DIRECTIONS: Filter the material below down to the lines that contain the string "player", and copy each of those lines without alteration.

SOURCE RECORDS:
________

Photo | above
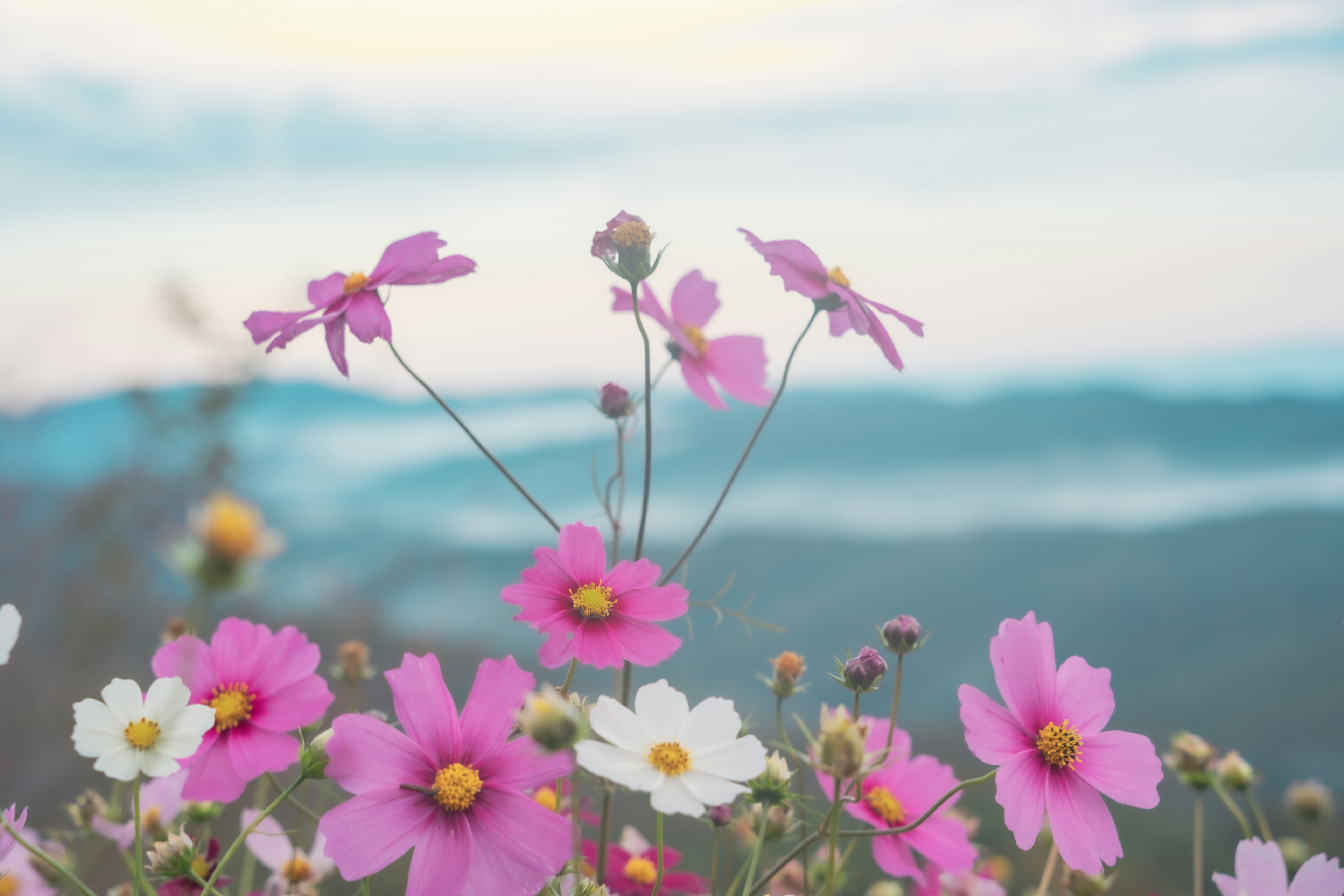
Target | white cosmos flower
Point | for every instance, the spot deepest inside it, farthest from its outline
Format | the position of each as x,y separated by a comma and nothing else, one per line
10,622
130,733
686,758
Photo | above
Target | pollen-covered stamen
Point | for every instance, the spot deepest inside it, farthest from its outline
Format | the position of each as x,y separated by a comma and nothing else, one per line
593,601
233,706
143,734
456,786
1059,745
640,871
670,758
881,801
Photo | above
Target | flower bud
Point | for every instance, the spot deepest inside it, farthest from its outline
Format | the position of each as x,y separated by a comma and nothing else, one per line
552,721
902,635
1311,801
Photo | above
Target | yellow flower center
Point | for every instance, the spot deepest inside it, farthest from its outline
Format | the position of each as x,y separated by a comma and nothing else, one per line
697,338
632,233
232,705
642,871
593,601
882,803
1059,745
143,734
670,758
456,786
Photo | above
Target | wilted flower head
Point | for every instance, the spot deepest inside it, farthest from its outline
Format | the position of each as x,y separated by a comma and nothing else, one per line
1311,801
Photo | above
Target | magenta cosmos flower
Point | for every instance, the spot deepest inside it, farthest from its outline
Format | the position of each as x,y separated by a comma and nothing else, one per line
261,686
351,300
737,363
1261,872
1050,747
603,618
803,273
451,786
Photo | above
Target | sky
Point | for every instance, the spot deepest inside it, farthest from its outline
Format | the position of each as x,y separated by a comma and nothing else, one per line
1065,192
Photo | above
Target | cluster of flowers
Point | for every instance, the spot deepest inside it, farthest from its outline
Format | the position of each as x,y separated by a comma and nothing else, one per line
487,797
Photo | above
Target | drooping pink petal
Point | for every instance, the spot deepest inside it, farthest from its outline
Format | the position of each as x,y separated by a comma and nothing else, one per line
1081,822
1022,782
368,319
425,707
371,831
368,754
694,300
992,733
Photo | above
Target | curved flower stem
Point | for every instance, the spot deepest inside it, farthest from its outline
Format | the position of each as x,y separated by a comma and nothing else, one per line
475,441
37,851
265,813
765,418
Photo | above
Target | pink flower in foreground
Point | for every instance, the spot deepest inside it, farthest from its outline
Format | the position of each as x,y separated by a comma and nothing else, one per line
803,273
341,300
261,686
1050,747
737,363
1261,872
474,828
603,618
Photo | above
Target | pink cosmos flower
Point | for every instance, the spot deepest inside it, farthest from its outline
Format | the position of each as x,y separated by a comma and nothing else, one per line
261,686
737,363
341,300
604,618
1261,872
803,273
454,788
1050,747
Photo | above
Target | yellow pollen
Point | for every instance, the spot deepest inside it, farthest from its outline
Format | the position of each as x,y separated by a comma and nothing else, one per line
670,758
697,338
143,734
632,233
1059,745
456,786
640,871
882,803
232,705
593,601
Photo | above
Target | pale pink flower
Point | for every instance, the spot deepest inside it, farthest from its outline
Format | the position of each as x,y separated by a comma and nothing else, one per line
341,300
601,617
736,363
1261,872
1051,751
803,273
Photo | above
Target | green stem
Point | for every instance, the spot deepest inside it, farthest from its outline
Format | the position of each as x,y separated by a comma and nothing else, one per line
784,381
476,441
251,828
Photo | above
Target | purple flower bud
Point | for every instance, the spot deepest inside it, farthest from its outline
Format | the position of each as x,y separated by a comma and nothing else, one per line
616,402
902,635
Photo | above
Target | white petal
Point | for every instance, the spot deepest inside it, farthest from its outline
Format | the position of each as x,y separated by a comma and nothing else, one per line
617,724
710,789
713,723
120,765
662,708
123,696
617,765
10,622
738,761
674,798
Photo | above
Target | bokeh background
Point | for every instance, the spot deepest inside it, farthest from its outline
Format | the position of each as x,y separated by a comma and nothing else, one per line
1120,219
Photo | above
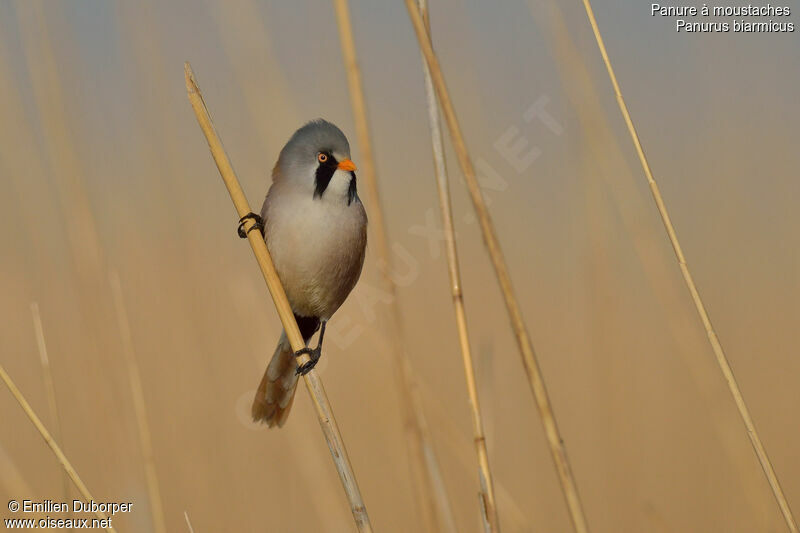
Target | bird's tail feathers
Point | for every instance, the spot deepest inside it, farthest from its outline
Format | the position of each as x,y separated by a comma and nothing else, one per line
275,393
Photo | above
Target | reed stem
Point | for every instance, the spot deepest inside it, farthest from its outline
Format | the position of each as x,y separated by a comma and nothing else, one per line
431,495
529,359
49,386
491,522
313,383
716,346
48,439
139,407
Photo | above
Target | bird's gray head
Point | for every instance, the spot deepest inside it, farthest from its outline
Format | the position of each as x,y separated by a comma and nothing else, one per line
317,160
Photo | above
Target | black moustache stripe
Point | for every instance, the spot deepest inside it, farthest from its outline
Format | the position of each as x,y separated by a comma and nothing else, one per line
323,178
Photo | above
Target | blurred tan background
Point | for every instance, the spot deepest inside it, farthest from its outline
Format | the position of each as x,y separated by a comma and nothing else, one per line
104,172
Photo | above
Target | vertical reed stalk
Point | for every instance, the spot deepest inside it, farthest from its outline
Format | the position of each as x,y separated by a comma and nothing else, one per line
139,407
313,383
432,497
49,387
48,438
719,353
486,497
529,359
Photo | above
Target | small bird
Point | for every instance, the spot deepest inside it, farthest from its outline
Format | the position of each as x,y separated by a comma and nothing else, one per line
315,228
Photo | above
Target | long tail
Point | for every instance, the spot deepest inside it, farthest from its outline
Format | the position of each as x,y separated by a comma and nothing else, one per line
276,391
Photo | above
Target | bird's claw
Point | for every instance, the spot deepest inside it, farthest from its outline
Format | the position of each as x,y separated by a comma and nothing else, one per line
313,354
258,223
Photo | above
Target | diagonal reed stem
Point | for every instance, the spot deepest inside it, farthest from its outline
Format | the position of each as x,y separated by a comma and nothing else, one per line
488,506
719,353
431,494
529,359
313,383
139,407
49,386
73,475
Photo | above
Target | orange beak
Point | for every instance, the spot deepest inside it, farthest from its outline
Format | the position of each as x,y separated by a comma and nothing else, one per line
346,165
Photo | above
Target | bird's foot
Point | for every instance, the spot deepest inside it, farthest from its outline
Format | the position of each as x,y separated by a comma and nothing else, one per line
314,355
258,223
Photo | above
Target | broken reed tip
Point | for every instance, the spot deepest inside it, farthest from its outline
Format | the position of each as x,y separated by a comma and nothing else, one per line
191,84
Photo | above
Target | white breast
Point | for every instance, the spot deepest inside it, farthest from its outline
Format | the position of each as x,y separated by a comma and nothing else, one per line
317,245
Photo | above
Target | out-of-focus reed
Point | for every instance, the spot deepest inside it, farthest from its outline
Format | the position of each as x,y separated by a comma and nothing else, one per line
487,501
716,346
530,362
431,494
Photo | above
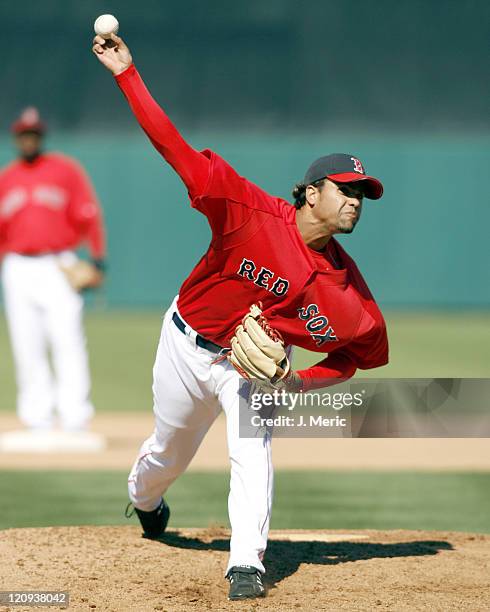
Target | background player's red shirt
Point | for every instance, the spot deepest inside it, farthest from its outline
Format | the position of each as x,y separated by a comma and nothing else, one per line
257,254
48,206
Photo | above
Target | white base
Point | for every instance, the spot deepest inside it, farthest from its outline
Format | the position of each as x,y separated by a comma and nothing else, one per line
47,441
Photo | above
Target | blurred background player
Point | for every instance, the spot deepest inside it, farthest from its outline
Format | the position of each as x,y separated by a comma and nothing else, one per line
48,207
263,249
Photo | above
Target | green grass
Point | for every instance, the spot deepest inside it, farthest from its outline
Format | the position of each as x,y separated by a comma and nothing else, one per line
330,500
123,345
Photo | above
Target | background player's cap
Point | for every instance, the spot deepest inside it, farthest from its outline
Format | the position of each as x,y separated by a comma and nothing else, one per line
343,168
28,121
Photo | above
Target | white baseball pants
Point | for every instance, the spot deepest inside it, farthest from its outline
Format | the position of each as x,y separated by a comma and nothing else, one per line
44,314
189,391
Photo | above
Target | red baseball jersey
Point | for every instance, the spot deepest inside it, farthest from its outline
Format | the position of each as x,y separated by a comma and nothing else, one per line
318,301
48,206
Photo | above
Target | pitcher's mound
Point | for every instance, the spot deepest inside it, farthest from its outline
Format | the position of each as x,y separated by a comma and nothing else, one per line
114,568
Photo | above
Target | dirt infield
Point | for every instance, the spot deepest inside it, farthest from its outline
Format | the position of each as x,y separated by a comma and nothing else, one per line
126,431
115,569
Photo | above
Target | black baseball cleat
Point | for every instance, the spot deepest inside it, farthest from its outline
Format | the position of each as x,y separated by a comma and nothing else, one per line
154,522
245,582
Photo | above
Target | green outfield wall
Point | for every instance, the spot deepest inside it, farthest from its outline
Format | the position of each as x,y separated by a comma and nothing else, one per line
425,244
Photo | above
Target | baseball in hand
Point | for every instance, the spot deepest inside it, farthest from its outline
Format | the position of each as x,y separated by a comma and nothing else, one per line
105,25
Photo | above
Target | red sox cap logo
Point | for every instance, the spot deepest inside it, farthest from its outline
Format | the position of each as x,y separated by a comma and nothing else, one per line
357,165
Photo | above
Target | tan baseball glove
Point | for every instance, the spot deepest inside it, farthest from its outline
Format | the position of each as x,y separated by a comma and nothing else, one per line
82,275
257,350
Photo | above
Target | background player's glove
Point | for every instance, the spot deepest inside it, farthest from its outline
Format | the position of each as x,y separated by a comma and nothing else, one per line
257,350
82,274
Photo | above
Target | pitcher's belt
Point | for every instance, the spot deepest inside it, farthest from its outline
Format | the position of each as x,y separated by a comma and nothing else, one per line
200,341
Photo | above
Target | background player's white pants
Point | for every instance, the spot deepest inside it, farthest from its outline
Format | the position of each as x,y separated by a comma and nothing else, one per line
189,391
43,311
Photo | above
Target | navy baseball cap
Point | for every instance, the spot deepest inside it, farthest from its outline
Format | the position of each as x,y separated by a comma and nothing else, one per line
343,168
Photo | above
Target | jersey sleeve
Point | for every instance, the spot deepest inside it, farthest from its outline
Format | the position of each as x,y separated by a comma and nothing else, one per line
85,212
229,200
369,350
192,166
215,189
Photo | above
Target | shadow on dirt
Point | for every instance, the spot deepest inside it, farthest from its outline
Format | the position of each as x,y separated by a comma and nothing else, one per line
283,558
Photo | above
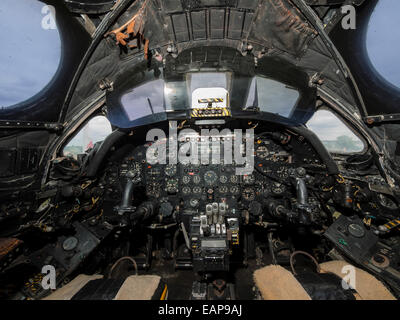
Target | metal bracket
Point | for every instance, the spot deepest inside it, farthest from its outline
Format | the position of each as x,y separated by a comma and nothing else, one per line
31,125
382,118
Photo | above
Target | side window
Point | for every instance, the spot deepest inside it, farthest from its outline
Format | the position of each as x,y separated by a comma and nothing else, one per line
30,49
334,134
97,129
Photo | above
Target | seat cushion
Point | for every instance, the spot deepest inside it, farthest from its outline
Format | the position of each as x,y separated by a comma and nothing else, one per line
73,287
95,287
367,286
276,283
145,287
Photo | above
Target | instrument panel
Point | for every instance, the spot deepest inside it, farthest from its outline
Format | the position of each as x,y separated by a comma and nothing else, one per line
193,185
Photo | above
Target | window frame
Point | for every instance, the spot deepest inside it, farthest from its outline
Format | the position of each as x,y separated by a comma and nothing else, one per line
348,125
73,133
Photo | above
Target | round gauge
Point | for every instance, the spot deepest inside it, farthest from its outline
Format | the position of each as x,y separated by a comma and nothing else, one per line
196,179
223,179
197,190
278,188
172,186
356,230
194,203
386,201
262,152
249,194
248,179
235,190
186,190
234,179
283,173
153,189
210,177
170,170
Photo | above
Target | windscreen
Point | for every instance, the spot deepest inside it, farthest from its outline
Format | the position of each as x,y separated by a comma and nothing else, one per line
154,98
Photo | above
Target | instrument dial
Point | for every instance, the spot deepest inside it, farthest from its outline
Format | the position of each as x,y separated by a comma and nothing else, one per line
186,190
170,170
196,179
235,190
234,179
249,179
262,152
210,177
249,194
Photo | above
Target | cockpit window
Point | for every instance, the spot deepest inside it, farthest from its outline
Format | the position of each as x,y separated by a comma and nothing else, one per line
334,134
148,97
144,100
382,36
97,129
30,49
272,96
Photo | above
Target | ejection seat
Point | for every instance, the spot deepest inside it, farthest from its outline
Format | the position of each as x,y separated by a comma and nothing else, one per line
274,282
96,287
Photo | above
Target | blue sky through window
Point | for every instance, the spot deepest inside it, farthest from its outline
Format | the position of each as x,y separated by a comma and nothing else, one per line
29,55
383,39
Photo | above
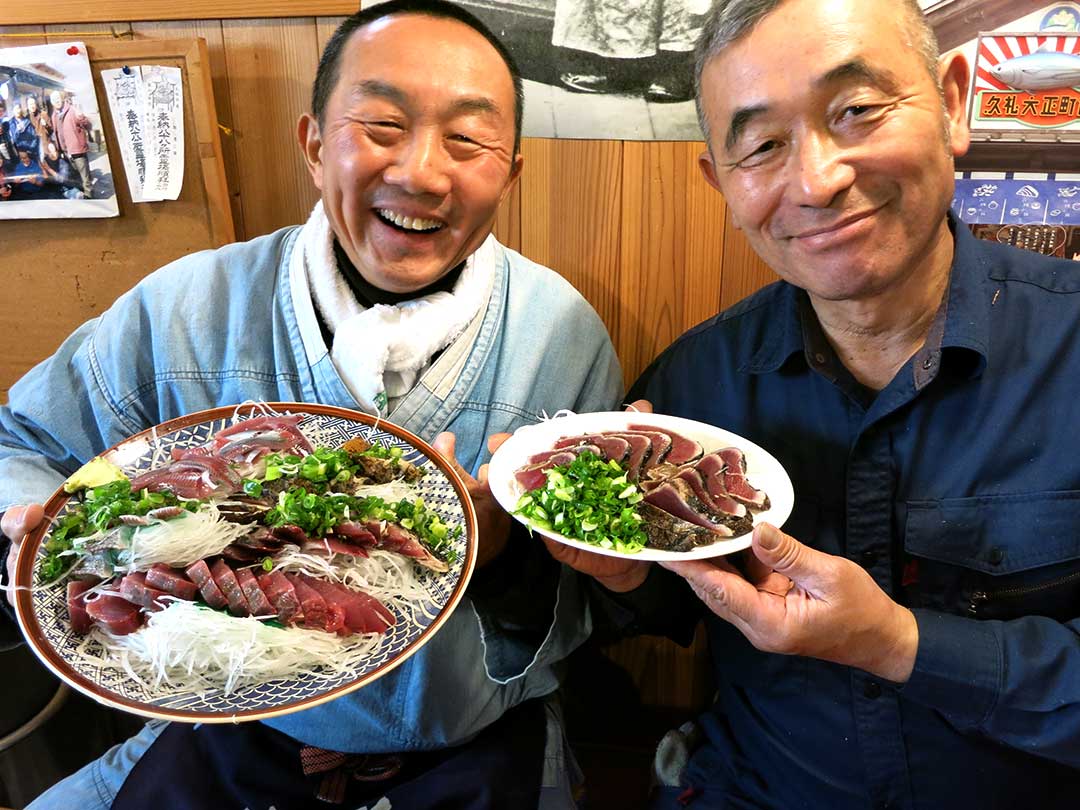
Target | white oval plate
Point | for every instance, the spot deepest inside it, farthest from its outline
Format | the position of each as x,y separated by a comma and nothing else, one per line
763,471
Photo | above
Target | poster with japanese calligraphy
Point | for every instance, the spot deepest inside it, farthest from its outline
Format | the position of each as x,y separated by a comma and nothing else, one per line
53,158
1026,83
147,108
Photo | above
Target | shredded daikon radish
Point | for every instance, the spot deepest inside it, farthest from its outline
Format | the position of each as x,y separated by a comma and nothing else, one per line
194,650
391,491
390,578
183,540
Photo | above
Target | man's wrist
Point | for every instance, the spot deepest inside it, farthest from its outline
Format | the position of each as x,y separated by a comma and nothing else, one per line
898,661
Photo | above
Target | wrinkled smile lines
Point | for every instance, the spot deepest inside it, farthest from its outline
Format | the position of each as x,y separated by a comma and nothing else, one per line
409,224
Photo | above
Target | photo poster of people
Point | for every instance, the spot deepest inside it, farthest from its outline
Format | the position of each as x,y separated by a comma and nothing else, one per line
598,69
54,163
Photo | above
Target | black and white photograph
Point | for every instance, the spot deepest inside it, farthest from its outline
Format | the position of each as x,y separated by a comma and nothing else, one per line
607,69
53,159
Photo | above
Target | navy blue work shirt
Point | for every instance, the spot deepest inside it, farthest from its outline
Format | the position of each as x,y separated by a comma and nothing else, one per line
957,487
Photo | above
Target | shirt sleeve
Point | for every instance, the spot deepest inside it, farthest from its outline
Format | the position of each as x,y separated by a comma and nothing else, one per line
1015,682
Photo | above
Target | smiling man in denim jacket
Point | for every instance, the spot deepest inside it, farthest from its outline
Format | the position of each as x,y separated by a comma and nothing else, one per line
394,299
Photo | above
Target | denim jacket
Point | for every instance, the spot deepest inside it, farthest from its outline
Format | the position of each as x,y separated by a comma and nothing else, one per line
226,326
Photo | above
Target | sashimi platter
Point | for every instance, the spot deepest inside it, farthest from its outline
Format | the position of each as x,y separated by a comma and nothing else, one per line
245,562
652,486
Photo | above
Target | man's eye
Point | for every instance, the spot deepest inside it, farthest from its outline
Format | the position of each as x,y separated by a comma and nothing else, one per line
858,110
759,154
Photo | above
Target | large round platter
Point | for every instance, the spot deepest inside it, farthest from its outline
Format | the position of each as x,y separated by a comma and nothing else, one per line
763,471
43,615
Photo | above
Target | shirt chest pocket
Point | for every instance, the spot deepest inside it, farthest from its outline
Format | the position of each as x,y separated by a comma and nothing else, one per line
995,557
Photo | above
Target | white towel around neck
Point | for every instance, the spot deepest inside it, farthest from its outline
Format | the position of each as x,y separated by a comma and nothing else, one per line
382,350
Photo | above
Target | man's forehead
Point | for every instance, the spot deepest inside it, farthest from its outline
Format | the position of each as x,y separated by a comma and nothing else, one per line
436,50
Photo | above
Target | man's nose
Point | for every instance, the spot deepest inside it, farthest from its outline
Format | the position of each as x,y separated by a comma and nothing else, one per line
420,165
820,172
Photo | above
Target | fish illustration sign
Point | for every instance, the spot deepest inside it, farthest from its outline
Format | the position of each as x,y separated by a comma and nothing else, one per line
1026,82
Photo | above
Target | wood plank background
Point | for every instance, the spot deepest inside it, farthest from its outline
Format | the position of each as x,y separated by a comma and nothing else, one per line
632,225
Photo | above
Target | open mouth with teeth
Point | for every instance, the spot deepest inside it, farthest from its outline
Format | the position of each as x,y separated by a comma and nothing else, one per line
408,225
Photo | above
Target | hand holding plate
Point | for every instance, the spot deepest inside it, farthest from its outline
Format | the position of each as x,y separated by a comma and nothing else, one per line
493,523
800,602
15,524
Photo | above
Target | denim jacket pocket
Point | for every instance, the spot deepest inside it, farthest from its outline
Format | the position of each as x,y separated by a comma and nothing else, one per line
996,557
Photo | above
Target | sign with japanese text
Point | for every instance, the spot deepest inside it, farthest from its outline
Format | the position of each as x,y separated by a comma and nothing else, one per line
1026,83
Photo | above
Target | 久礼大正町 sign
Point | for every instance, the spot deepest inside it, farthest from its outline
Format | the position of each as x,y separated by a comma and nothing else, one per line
1026,83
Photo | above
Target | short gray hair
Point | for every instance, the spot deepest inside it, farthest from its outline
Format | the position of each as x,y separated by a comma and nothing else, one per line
729,21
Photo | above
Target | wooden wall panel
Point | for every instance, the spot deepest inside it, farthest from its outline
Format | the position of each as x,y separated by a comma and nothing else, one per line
667,211
570,193
271,64
743,270
210,30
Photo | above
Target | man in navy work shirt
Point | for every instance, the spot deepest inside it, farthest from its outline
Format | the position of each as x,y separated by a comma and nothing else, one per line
910,638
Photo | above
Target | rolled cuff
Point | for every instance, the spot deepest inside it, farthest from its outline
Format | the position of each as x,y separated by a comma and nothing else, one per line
958,669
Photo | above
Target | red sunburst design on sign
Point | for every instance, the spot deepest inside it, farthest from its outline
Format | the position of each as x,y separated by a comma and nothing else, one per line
996,50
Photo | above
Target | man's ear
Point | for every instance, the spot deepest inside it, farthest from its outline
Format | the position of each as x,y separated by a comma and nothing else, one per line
311,146
955,77
707,166
515,173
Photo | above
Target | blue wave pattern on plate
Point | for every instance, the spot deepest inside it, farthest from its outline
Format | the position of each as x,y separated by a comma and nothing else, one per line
434,488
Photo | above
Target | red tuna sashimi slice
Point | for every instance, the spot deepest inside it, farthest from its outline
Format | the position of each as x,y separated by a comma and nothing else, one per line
363,612
171,580
282,595
672,497
257,601
356,532
640,447
116,613
402,541
534,476
661,446
81,622
734,480
613,447
318,613
683,449
190,477
721,505
227,581
265,431
134,589
332,544
199,572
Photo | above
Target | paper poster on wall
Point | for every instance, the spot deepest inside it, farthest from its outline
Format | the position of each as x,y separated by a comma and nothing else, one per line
601,69
147,108
53,158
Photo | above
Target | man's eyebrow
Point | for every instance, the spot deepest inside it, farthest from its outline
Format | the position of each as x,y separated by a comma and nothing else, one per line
859,70
380,89
739,121
475,104
853,70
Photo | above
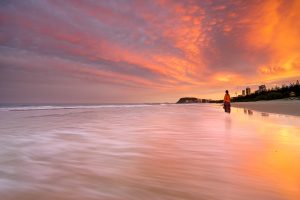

________

WORKED ANSWER:
Target | background player's red shirt
Target | blurred background player
Target | background player's cap
Target | background player's glove
Target | background player's white pants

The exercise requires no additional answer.